• Task description
Wherever the string "stone" shows up in the data below, copy the whole line.

(Items listed in a dataset)

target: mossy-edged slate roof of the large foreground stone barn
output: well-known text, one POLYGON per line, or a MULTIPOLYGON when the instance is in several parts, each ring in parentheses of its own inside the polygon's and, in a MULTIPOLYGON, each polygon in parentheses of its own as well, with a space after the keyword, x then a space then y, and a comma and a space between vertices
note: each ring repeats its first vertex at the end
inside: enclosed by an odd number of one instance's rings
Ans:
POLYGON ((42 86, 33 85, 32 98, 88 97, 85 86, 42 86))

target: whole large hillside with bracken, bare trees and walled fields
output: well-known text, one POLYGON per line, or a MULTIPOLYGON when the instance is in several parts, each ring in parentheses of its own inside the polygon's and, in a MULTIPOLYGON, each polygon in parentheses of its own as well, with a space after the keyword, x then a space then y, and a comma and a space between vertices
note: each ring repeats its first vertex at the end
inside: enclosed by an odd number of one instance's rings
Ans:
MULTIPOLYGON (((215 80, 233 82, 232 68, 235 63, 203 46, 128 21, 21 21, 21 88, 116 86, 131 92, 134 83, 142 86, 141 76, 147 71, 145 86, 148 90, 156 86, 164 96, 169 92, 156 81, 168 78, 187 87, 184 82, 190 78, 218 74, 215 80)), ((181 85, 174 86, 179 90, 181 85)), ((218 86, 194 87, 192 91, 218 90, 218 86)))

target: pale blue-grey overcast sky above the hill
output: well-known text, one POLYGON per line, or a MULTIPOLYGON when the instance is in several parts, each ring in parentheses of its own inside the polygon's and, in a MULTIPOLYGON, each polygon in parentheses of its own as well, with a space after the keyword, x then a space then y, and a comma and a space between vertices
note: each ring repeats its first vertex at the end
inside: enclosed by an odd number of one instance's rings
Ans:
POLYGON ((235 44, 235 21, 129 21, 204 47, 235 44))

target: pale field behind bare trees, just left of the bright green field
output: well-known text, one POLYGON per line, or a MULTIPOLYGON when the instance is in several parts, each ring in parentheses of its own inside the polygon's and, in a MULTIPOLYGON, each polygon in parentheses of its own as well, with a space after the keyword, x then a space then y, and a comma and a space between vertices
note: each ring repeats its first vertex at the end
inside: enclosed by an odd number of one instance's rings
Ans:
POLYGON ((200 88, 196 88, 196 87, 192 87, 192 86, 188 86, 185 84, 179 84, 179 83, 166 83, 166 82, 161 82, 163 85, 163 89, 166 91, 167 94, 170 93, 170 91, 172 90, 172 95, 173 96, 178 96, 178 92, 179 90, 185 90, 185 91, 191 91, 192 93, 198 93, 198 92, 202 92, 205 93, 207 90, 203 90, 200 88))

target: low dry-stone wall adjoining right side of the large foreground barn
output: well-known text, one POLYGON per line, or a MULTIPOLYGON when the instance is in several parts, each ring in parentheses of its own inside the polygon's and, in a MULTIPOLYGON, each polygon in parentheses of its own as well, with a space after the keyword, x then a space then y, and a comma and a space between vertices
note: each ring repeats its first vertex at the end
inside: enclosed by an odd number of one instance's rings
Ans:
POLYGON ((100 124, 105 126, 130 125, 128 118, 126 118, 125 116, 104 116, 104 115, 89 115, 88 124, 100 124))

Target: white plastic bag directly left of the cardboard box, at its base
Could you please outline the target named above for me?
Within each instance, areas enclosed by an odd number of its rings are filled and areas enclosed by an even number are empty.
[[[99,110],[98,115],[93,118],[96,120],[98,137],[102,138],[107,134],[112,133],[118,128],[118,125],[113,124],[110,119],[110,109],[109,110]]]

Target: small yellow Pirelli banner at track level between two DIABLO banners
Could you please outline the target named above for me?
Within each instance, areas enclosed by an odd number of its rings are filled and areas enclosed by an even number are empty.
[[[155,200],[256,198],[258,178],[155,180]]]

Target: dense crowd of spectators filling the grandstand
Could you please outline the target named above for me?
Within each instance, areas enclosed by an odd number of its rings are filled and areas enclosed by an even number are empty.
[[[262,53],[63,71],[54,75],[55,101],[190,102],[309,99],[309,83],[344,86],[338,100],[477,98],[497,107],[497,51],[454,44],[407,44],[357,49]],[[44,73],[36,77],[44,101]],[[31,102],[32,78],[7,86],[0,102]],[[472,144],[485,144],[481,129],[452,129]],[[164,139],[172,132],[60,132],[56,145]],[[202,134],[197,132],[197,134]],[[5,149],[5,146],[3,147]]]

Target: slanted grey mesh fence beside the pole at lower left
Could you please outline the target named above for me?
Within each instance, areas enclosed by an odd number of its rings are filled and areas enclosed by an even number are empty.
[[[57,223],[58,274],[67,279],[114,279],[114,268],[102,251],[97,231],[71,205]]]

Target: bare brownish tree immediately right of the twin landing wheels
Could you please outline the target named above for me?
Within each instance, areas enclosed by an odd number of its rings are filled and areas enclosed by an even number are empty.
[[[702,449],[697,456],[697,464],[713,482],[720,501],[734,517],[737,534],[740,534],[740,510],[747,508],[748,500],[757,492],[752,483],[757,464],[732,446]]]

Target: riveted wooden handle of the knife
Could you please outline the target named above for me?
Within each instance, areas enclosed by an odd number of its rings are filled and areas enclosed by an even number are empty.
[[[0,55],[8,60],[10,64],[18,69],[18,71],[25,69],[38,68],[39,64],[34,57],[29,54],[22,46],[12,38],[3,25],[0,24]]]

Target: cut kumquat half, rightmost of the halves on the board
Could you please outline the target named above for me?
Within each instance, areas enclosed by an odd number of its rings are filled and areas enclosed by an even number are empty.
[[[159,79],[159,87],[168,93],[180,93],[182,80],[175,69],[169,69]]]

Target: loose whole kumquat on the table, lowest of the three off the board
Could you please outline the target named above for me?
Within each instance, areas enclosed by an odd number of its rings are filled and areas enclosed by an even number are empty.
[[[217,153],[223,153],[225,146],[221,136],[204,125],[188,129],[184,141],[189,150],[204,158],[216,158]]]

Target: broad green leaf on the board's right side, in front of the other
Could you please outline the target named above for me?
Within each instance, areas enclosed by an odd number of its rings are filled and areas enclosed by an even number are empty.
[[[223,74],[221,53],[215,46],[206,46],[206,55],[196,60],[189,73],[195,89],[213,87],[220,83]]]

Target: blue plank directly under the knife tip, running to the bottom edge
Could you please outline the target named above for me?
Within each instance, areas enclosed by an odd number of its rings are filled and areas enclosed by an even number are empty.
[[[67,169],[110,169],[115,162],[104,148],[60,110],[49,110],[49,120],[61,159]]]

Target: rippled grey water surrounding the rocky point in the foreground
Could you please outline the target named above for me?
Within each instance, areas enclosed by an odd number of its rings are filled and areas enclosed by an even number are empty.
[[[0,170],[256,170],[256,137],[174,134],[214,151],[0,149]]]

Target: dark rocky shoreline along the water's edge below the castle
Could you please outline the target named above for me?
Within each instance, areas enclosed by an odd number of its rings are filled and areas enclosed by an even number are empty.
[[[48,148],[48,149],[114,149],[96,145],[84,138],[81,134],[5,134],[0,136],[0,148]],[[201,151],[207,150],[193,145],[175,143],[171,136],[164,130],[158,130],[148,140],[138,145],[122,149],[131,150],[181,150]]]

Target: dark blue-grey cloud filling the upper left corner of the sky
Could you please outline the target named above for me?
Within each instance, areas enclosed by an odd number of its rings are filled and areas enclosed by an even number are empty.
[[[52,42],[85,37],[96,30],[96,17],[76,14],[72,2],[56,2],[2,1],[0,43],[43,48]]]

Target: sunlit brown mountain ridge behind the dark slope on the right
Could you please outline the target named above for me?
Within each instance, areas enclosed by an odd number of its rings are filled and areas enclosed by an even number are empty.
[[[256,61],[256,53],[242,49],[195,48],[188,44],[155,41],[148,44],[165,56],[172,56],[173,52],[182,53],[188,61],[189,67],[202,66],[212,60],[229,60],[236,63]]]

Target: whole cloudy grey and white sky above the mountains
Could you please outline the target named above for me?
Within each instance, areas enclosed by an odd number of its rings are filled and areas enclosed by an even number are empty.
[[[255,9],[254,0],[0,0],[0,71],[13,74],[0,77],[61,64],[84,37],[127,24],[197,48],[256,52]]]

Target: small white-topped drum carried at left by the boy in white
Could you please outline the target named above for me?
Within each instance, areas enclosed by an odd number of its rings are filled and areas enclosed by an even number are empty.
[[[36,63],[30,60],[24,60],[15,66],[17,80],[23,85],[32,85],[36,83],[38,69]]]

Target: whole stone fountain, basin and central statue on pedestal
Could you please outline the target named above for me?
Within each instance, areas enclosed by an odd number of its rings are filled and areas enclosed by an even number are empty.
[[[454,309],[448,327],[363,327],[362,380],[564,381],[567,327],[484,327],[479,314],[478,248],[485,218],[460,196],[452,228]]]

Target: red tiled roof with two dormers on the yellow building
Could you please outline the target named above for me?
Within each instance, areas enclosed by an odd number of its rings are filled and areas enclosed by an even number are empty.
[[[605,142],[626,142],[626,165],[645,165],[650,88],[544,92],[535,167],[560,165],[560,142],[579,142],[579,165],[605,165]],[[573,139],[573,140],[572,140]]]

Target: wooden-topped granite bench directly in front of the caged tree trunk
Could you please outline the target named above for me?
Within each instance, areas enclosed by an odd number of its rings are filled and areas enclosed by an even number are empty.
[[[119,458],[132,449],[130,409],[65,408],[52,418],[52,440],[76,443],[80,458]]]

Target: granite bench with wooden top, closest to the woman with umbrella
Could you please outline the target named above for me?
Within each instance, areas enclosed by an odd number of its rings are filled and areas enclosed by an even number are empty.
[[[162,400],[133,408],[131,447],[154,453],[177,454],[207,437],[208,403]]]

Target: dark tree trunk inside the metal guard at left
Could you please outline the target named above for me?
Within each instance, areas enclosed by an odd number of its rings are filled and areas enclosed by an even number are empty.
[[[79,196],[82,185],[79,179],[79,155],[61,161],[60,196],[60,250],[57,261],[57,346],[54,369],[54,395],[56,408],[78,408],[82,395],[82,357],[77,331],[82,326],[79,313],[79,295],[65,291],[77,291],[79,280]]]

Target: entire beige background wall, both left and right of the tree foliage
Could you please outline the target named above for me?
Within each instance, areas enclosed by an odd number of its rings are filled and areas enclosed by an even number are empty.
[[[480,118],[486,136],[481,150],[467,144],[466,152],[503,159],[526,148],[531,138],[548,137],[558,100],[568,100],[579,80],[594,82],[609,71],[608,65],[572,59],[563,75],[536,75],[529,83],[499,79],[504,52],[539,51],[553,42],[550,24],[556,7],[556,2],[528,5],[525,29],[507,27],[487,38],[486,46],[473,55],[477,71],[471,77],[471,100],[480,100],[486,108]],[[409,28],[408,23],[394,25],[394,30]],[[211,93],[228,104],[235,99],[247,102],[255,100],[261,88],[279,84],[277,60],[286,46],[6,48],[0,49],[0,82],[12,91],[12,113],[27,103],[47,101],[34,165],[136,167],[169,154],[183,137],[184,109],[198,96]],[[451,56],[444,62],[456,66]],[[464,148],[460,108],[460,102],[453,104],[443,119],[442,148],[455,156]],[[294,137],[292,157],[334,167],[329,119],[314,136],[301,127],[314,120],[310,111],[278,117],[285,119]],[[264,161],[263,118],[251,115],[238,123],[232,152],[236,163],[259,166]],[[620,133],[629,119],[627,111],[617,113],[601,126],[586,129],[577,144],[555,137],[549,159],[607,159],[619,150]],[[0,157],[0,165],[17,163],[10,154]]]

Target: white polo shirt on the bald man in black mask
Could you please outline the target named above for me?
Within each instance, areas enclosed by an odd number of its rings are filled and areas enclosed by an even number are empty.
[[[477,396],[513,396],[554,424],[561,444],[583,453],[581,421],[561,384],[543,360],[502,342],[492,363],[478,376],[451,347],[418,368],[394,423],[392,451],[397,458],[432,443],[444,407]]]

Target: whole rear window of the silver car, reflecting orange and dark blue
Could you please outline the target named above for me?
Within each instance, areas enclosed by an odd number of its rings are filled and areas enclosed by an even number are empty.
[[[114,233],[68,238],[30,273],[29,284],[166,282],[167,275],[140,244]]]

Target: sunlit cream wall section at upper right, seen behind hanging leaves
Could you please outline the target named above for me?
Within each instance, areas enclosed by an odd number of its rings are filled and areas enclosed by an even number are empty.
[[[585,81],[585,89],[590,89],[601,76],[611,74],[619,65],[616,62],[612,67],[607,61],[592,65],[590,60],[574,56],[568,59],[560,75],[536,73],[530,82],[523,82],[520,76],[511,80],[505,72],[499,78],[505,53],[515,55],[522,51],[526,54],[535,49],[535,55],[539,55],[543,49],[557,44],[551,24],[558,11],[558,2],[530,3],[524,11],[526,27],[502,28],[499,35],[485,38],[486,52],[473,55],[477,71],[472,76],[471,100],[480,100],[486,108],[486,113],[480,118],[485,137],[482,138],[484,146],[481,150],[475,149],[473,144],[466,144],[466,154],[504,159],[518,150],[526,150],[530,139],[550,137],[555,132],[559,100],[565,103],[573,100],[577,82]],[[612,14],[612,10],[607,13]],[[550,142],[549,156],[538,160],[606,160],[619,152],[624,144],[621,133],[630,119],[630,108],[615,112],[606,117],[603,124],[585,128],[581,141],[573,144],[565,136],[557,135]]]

• Answer to this task
target: mossy-edged slate roof of the large foreground stone barn
target: low dry-stone wall adjoining right side of the large foreground barn
Target: whole stone fountain, basin and central statue on pedestal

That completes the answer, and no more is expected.